## Required work:
Look through the data and write out every line with the word "handle" in it.

-*-

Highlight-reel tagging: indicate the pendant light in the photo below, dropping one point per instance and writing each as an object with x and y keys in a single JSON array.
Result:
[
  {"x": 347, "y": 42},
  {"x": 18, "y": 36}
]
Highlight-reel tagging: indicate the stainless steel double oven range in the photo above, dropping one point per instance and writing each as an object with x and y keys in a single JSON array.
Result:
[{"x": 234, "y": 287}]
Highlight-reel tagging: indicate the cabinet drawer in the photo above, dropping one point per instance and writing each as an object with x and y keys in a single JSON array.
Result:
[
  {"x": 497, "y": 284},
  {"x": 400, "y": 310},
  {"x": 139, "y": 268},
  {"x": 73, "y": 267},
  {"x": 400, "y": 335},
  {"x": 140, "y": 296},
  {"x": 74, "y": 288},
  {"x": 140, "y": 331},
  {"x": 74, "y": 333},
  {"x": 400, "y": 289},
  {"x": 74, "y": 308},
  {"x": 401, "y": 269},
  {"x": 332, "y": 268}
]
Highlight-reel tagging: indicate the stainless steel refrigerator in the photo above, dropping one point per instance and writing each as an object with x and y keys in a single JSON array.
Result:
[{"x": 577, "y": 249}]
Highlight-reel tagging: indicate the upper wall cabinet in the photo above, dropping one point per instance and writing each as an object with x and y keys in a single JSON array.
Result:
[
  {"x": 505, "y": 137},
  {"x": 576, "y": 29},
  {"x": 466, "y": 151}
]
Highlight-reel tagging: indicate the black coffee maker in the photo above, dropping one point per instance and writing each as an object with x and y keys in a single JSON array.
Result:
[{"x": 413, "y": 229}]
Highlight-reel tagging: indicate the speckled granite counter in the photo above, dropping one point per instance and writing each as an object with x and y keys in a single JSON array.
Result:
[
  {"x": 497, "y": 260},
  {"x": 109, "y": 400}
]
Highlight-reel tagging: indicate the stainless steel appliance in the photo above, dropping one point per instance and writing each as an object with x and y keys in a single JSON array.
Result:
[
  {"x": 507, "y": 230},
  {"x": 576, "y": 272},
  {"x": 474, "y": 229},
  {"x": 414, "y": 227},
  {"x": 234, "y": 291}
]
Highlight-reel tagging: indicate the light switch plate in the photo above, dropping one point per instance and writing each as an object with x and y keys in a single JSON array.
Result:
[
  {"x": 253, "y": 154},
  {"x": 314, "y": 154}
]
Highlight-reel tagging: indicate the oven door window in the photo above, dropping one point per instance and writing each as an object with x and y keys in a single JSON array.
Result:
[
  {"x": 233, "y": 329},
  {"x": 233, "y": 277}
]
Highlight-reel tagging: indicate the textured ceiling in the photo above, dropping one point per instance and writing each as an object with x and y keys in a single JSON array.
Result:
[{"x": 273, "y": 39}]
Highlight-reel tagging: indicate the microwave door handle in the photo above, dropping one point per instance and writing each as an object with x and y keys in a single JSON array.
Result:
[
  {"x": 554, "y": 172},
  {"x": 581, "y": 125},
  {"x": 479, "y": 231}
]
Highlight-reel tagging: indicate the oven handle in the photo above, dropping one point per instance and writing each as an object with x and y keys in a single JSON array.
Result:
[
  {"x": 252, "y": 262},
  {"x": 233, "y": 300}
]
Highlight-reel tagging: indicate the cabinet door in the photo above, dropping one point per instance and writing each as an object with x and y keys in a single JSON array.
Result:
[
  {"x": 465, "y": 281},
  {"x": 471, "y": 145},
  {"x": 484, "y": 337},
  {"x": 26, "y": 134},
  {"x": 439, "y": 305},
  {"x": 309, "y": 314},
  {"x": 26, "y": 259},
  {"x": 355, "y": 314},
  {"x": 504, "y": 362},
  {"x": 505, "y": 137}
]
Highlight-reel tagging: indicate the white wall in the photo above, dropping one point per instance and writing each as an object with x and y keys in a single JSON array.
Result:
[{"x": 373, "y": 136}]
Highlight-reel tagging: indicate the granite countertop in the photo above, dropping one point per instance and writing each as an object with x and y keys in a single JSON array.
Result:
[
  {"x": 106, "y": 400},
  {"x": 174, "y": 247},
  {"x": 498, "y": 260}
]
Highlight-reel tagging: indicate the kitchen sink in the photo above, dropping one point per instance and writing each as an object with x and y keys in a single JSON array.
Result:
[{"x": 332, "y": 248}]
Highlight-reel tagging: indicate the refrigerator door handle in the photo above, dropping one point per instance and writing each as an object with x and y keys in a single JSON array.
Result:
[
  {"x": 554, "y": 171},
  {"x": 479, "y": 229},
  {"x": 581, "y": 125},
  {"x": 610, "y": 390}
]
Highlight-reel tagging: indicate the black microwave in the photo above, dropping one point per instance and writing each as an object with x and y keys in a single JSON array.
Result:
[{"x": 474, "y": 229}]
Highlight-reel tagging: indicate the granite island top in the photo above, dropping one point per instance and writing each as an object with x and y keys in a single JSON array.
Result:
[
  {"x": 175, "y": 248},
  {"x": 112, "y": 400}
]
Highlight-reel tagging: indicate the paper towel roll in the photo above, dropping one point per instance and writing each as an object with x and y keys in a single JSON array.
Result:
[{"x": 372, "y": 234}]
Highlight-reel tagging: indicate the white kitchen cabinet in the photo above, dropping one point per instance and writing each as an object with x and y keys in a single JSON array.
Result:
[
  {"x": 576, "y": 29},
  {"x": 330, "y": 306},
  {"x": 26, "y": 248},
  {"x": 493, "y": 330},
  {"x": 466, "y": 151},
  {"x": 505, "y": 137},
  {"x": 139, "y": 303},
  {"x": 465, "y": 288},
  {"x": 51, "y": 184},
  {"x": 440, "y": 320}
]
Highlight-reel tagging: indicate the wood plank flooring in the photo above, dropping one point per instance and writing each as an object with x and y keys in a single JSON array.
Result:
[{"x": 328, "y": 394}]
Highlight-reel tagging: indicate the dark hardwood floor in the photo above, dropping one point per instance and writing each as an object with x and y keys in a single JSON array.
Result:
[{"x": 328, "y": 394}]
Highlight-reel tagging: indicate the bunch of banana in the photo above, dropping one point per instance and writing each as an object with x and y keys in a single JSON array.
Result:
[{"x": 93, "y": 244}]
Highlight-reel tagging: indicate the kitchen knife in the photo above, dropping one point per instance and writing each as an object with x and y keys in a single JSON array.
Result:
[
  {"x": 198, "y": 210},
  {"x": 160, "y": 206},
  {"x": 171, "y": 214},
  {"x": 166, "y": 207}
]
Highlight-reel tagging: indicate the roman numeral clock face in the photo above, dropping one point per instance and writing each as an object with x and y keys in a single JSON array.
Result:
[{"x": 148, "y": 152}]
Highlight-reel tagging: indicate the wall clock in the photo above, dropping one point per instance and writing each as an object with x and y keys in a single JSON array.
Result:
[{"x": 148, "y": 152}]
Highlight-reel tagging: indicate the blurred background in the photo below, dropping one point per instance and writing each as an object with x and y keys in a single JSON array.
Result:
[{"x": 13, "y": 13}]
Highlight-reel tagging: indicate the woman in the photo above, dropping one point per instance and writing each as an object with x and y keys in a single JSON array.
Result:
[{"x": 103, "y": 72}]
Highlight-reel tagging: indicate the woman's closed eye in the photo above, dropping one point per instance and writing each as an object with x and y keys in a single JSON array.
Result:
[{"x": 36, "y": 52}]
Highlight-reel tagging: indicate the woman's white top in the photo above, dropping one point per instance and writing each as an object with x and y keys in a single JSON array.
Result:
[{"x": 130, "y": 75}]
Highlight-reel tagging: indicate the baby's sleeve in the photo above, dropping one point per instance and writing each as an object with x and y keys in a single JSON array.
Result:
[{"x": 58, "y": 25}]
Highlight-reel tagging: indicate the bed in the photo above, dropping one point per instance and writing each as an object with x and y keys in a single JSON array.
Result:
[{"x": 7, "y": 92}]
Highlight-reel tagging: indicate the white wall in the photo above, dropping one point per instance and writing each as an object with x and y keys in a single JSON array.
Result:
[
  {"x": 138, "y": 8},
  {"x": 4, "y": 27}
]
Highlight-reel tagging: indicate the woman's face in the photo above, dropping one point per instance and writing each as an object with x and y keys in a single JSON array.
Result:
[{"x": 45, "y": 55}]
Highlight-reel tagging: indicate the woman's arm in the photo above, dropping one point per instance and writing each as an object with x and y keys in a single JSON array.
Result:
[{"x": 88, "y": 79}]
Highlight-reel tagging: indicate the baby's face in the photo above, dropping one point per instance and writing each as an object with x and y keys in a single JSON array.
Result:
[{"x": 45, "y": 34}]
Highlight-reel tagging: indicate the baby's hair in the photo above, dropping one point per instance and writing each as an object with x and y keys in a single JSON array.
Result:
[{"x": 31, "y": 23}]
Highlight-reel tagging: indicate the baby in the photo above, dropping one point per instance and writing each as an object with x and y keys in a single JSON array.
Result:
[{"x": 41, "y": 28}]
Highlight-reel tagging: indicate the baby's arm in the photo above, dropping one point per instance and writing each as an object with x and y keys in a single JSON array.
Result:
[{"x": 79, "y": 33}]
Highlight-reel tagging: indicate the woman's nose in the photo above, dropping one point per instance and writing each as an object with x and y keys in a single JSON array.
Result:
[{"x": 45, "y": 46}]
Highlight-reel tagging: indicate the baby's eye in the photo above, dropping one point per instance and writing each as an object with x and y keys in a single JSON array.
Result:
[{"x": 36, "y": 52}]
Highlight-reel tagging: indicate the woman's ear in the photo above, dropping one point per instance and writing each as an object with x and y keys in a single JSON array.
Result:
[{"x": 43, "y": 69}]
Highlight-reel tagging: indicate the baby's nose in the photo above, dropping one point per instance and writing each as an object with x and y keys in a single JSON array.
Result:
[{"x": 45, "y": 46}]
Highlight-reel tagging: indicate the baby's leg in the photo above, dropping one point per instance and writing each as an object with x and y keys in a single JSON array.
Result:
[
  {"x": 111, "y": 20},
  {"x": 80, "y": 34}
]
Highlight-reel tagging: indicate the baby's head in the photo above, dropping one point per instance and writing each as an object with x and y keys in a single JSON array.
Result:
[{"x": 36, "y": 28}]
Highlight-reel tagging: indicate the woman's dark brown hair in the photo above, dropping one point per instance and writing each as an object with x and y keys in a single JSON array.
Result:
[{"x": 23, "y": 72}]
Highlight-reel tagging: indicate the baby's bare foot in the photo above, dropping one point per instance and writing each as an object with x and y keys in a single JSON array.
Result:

-*-

## Output:
Highlight-reel tagging: indicate the microwave door handle in the photo above, dropping one point per instance and writing each as an object with x and y keys in a single JSON array.
Highlight-reel tagging: indicate the oven handle in the photo above, dropping one point per instance and writing each as an object with x and y keys in a single JSON array.
Highlight-reel tagging: indicate the refrigerator door handle in the photo above, dropping one point per instance and writing each as an object with x and y keys in a single JSON array.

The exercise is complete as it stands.